Major paradigm shift?
Yes. (I'm in a mood to be blunt and direct.)
Are SaaS companies in trouble?
If they don't pivot hard fast, yes. Most will start to fail soon.
What about other kinds of software companies?
Same answer.
I thought AI was going to make software companies lots of money?
There's tons of money to be made, but software is now already a commodity for those who have figured out how to leverage AI agents for coding.
I thought AI code was slop?
It can be. But at this point there's no doubt at all.
The age of making millions because software is useful, really hard to make, but nearly infinitely scalable, is over.
If you've been on the inside of this shift over the last couple years, actually coding real things, increasingly leveraging AI (even though you have the skill to do it yourself), you know what I mean. If you're not in that group--if your perception of AI-utility is still shaped by the era of problematic, non-deterministic, hallucination-prone chats with an LLM--you will likely think I'm being a little hyperbolic. (Note: the pseudo em-dashes are mine. I'm a real human who can't be bothered to remember the key combo to spit one out right now.) Maybe I'm just reading trends and thinking too-optimistically, "we'll get useful AI soon." No. That's not it.
This is not a future prediction anymore. There is still plenty that no-one knows about how this will play out, but useful agentic coding for real work is here today.
Isn't AI an overblown marketing gimmick that nobody really wants?
I get it. I don't want AI junk features in my accounting software either. Most of what I see people tacking on to their SaaS offering is junk. I can see why many are convinced that this AI trend is just a misguided economic bubble full of promises that have not materialized. I agree--to an extent. But here's the thing: Those AI-add-on use cases to keep your SaaS relevant are mostly a dead end. They're the temporary churn of mass missing-the-point.
LLM's are non-deterministic.
I'm an engineer. I have technical depth enough to have caught blatantly-ridiculous errors from LLM's for years now. But my perspective on this goes further back than that. I sat in a university lab in 2000, having learned neural network math, and coded a C program to train an algorithm to recognize letters on blocks and then used that to program a robot arm to sort blocks with previously-unseen shapes and fonts of letters into the right piles.
Recent "AI" hype aside, neural networks and machine learning techniques proved their utility in real applications a long time ago.
But since LLM's are non-deterministic, that means they're unreliable, right?
Well, humans are non-deterministic too. Statistical probability might be non-deterministic, but it's not useless slop. For humans on an assembly line, we make jigs and fit-one-way components so our non-deterministic friends can get it right with six-sigma levels of confidence. How do you leverage AI agents for real business utility today? There's your free hint for today.

Data extracts ->
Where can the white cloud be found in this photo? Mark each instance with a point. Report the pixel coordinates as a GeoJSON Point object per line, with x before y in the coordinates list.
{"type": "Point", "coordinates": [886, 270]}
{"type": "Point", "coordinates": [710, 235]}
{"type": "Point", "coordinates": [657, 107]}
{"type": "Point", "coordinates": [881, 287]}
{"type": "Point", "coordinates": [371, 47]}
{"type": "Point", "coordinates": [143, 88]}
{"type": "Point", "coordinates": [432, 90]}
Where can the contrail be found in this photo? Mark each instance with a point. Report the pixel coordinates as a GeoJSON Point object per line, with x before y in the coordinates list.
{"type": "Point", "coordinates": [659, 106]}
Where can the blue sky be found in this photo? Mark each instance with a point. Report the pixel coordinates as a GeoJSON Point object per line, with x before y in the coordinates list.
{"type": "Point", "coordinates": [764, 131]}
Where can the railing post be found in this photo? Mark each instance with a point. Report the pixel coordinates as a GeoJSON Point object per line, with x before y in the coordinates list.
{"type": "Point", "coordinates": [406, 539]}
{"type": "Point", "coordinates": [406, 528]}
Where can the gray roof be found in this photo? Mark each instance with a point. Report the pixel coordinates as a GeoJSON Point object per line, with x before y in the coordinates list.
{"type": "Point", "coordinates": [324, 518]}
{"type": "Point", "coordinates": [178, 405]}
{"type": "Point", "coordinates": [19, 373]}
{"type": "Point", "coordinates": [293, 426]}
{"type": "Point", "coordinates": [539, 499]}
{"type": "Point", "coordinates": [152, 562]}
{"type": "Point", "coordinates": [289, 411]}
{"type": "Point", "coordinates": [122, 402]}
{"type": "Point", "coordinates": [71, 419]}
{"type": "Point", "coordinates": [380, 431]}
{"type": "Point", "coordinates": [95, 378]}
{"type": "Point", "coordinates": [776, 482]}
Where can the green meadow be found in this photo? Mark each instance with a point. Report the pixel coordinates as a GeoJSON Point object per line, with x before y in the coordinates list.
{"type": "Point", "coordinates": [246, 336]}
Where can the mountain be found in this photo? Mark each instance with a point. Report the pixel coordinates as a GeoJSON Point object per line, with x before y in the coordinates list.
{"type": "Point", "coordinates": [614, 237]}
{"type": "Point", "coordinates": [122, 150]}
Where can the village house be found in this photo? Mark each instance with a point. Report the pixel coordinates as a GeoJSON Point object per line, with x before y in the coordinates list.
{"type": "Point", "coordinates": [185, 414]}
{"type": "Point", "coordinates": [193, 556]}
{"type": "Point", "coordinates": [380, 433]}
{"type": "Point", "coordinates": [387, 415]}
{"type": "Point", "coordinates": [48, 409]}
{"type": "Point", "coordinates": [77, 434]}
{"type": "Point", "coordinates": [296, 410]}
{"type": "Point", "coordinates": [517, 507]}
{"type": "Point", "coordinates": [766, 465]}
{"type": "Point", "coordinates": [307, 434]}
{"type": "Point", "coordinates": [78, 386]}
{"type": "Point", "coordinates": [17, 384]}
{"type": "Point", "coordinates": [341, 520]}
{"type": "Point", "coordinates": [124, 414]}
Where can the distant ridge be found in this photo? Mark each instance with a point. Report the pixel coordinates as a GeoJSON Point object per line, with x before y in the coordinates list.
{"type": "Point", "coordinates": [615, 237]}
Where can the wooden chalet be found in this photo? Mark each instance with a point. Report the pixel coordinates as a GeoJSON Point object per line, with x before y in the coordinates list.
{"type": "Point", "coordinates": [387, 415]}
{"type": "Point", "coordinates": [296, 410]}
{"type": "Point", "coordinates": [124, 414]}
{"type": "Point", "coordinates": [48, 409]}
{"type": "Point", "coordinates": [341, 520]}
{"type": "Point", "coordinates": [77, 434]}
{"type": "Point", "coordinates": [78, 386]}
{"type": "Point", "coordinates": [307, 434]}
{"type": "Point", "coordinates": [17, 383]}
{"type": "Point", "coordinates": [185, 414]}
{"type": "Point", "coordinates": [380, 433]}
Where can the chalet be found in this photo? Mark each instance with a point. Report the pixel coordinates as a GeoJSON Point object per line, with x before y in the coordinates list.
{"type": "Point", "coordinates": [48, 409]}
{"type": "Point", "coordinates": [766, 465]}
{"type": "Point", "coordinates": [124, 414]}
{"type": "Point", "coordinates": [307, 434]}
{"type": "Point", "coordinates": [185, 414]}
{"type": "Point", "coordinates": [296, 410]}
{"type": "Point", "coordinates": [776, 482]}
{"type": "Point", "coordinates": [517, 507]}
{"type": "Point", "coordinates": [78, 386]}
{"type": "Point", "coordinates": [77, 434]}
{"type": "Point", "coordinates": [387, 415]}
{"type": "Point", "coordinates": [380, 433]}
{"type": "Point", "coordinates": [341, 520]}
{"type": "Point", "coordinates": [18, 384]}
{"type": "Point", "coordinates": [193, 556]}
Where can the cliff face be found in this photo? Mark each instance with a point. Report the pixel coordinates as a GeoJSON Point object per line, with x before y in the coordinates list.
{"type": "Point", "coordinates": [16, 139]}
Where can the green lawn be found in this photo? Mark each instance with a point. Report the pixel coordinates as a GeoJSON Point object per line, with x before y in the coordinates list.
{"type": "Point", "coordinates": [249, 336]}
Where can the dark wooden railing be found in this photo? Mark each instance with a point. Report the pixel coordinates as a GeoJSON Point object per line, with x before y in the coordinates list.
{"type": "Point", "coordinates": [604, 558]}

Activities ->
1. In the essay on AI and software, in what year did the writer code a C program in a university lab to train an algorithm to recognize letters on blocks?
2. Duplicate the passage of the essay on AI and software starting with "Major paradigm shift?" and going on through "code was slop?".
3. List the descriptive words the essay on AI and software uses for the chats with an LLM that it says may still shape some people's perception of AI-utility.

Your responses ->
1. 2000

2.
Major paradigm shift?
Yes. (I'm in a mood to be blunt and direct.)
Are SaaS companies in trouble?
If they don't pivot hard fast, yes. Most will start to fail soon.
What about other kinds of software companies?
Same answer.
I thought AI was going to make software companies lots of money?
There's tons of money to be made, but software is now already a commodity for those who have figured out how to leverage AI agents for coding.
I thought AI code was slop?

3. problematic, non-deterministic, hallucination-prone